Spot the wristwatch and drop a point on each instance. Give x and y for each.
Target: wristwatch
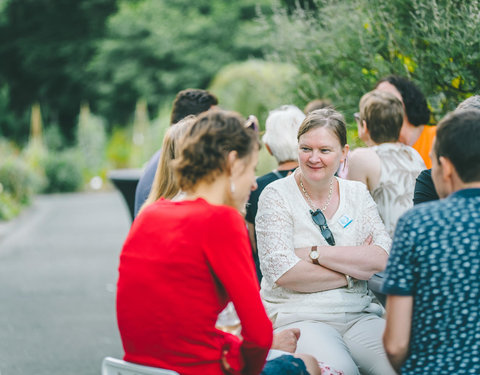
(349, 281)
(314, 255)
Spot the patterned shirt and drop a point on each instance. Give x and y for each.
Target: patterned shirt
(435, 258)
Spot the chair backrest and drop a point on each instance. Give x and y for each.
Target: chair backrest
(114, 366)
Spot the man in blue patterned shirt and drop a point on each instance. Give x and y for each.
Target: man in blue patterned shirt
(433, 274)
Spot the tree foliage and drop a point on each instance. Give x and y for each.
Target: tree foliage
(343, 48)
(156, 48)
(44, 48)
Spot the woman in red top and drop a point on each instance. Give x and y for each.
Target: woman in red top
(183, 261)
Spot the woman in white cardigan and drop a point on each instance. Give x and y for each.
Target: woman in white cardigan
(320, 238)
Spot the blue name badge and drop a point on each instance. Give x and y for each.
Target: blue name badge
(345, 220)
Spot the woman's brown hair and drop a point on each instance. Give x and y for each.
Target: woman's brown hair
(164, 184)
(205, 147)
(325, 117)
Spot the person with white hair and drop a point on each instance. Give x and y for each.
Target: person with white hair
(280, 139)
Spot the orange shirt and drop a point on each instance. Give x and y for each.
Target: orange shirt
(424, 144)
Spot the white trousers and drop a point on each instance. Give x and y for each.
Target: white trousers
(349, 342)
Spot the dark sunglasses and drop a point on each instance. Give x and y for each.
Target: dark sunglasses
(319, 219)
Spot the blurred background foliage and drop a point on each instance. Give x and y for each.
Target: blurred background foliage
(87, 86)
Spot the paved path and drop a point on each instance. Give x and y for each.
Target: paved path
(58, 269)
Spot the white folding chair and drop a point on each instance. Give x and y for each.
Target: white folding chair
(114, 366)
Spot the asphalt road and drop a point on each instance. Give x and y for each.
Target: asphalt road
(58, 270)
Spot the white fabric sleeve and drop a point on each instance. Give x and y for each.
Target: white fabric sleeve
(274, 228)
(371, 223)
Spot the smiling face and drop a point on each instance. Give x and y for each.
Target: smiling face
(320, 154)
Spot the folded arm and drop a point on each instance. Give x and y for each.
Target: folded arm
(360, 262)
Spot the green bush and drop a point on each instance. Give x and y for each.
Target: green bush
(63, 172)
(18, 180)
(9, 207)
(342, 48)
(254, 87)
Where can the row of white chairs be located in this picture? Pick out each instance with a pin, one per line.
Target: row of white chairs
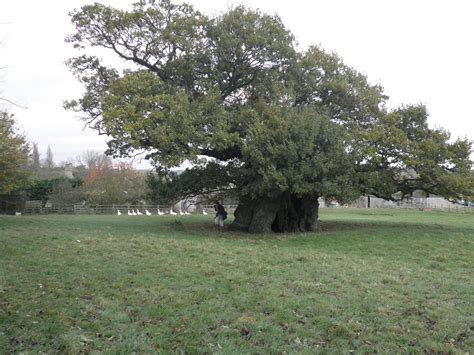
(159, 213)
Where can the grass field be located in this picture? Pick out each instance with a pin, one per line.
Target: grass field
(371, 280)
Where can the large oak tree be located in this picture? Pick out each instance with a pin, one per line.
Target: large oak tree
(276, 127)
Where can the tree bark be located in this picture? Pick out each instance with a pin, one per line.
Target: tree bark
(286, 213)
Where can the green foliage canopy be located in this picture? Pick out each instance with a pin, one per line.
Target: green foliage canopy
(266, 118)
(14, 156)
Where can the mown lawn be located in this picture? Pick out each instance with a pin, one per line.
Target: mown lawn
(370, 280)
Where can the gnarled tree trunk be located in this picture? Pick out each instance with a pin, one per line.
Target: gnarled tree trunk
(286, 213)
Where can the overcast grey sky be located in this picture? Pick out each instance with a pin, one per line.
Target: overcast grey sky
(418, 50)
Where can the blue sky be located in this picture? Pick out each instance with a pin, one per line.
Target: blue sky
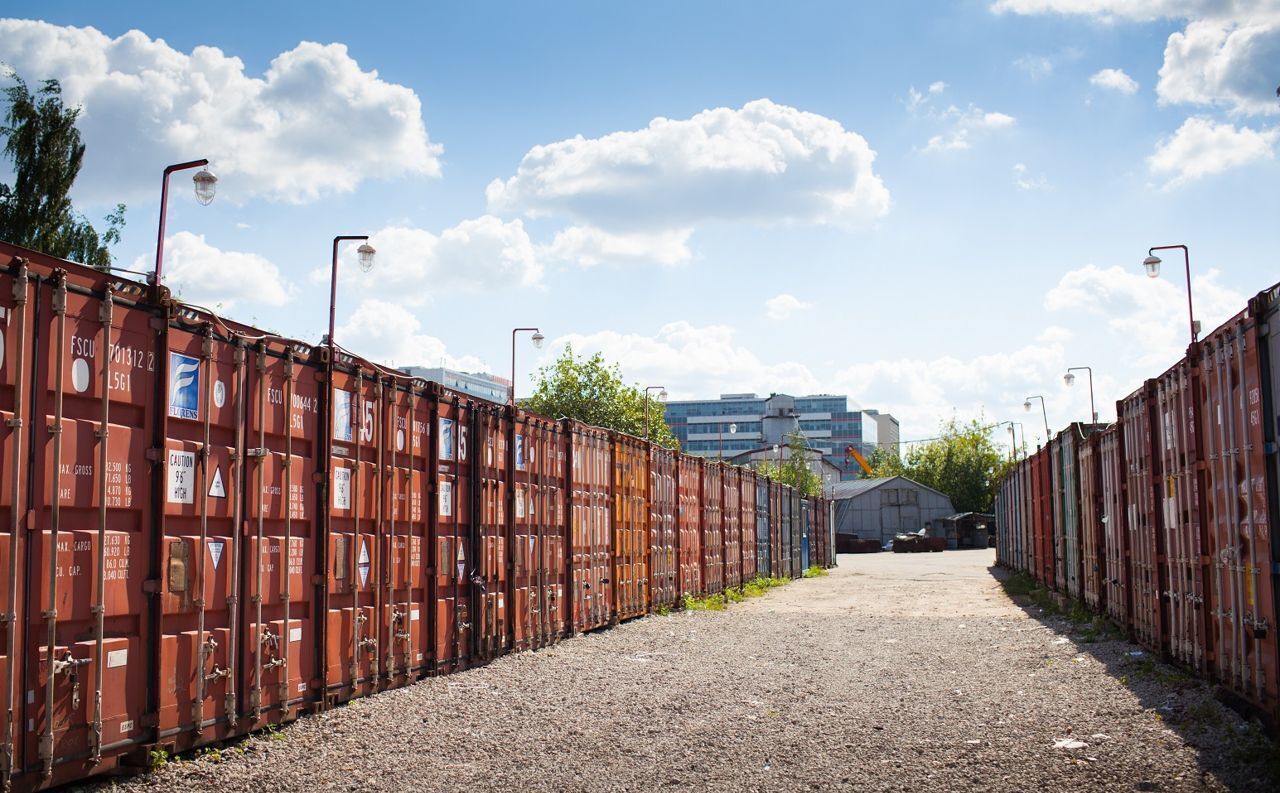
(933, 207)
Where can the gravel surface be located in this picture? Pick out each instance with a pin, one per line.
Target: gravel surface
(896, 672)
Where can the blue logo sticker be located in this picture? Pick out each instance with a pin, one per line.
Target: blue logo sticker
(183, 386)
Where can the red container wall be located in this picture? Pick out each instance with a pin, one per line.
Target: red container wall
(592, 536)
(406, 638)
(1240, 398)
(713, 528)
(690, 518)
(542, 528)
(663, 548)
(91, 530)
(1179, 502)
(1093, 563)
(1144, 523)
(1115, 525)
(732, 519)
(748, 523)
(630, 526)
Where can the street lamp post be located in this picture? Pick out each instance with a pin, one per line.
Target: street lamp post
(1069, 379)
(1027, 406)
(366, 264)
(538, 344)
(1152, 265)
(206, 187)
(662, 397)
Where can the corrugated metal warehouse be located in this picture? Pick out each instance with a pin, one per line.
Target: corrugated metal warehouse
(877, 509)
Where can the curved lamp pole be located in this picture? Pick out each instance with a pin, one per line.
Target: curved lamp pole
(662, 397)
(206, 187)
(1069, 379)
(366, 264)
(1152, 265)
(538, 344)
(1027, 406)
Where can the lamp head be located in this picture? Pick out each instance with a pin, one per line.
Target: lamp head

....

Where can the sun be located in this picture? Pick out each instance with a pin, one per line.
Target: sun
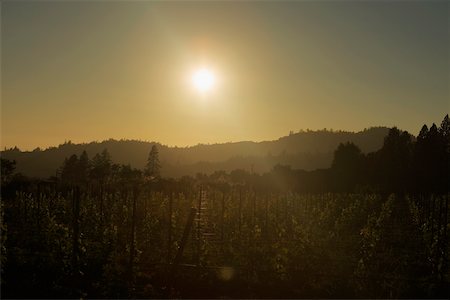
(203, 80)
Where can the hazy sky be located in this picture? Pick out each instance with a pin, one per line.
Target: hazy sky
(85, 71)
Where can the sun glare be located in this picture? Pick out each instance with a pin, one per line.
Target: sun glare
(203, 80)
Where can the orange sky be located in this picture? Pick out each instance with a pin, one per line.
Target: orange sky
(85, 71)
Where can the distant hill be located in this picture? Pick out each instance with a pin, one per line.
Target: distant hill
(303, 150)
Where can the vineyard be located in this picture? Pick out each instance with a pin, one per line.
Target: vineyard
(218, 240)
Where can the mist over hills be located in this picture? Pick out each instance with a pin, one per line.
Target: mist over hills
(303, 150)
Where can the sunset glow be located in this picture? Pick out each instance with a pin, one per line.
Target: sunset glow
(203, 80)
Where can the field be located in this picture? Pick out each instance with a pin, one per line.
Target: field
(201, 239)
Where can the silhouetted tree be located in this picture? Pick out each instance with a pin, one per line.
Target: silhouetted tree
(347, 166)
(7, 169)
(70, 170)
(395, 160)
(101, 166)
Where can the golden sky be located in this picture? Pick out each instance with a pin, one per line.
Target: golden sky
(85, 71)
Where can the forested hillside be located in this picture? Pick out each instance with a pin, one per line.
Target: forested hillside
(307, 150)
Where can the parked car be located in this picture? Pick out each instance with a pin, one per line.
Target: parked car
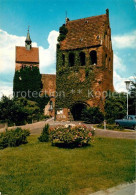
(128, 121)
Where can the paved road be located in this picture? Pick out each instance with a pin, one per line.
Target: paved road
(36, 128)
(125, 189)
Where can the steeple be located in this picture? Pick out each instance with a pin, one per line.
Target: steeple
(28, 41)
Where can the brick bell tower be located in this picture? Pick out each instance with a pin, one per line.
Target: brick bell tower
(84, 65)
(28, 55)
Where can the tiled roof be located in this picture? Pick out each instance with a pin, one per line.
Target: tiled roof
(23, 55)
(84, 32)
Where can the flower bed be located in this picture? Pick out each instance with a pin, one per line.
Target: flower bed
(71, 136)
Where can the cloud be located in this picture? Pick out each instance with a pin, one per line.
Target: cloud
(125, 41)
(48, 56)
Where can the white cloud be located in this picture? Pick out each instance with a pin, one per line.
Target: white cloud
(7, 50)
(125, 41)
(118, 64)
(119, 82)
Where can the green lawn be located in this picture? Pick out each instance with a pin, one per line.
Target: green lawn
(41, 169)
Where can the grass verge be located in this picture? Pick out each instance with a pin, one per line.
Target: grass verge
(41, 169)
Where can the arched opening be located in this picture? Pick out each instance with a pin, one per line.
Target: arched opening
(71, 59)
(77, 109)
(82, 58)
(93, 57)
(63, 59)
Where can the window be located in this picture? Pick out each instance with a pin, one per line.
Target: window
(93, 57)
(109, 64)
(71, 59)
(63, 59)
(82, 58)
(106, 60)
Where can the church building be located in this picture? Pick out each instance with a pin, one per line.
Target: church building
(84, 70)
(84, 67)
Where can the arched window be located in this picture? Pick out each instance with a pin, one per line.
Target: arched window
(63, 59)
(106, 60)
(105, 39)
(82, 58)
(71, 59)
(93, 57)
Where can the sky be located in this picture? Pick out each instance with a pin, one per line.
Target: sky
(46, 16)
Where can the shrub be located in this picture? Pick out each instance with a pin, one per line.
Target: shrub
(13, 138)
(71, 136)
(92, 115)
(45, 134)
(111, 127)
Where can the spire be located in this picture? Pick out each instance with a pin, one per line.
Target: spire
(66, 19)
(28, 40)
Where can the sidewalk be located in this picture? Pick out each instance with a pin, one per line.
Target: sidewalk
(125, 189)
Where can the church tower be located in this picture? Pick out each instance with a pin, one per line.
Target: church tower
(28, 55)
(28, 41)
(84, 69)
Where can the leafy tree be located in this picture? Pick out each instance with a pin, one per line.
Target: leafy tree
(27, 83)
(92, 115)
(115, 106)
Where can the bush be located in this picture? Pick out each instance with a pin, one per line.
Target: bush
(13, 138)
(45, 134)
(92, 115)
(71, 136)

....

▸ **Problem statement**
Search the material for the word "head" and copy every matching line.

▸ **Result of this task**
Where can the lamp head be located in this picture? Pick out each instance with a pin, one per line.
Target: lamp head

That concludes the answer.